(YOUR TASK)
Type out the records that follow, exactly as given.
+++ DATA SUPPLIED
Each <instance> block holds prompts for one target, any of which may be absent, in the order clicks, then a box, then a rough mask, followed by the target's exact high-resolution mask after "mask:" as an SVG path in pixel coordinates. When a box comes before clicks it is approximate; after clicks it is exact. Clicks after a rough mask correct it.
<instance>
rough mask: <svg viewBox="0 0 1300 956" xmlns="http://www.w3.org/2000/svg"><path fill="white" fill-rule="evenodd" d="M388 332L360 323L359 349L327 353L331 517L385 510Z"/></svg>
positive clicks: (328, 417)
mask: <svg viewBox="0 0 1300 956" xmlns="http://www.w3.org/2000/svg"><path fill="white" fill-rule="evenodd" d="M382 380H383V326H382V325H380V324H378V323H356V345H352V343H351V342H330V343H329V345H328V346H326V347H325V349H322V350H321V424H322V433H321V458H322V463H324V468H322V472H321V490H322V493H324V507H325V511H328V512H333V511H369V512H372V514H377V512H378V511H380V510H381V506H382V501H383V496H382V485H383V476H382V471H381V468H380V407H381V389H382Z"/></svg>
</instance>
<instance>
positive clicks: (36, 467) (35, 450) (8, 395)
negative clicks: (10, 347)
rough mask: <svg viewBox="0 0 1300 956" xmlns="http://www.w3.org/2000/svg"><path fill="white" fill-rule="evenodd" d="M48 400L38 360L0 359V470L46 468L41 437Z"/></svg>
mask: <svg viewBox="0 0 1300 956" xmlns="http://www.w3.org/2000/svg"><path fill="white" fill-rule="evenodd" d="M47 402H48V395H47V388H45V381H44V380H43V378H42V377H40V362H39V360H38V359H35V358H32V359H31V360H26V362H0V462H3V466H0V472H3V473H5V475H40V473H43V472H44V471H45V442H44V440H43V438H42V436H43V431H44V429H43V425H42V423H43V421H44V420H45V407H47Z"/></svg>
++++++
(RESPONSE AREA)
Each <instance> block holds prompts for one target, any of which may be absent, in the order clicks, then a box, then a rough mask, followed by the target's exact high-resolution mask after "mask:" as an SVG path in pixel coordinates. When a box comes before clicks it is approximate; after clicks it is exact. Clicks after a rough mask correct it.
<instance>
rough mask: <svg viewBox="0 0 1300 956" xmlns="http://www.w3.org/2000/svg"><path fill="white" fill-rule="evenodd" d="M388 332L360 323L359 349L327 353L331 517L385 510Z"/></svg>
positive clicks: (328, 417)
mask: <svg viewBox="0 0 1300 956" xmlns="http://www.w3.org/2000/svg"><path fill="white" fill-rule="evenodd" d="M382 380H383V326H382V325H380V324H378V323H356V345H352V343H351V342H330V343H329V345H328V346H326V347H325V349H322V350H321V424H322V433H321V458H322V463H324V468H322V472H321V490H322V493H324V507H325V511H328V512H333V511H369V512H372V514H377V512H378V511H380V510H381V506H382V501H383V496H382V485H383V476H382V471H381V468H380V407H381V389H382Z"/></svg>
</instance>
<instance>
positive clicks: (36, 467) (35, 450) (8, 395)
negative clicks: (10, 347)
rough mask: <svg viewBox="0 0 1300 956" xmlns="http://www.w3.org/2000/svg"><path fill="white" fill-rule="evenodd" d="M48 400L38 360L0 359V470L46 468L41 437Z"/></svg>
mask: <svg viewBox="0 0 1300 956" xmlns="http://www.w3.org/2000/svg"><path fill="white" fill-rule="evenodd" d="M47 402H48V395H47V388H45V381H44V380H43V378H42V377H40V362H39V360H38V359H35V358H32V359H31V360H26V362H0V462H3V466H0V472H3V473H5V475H40V473H43V472H44V471H45V442H44V440H43V438H42V436H43V431H44V429H43V425H42V423H43V421H44V420H45V407H47Z"/></svg>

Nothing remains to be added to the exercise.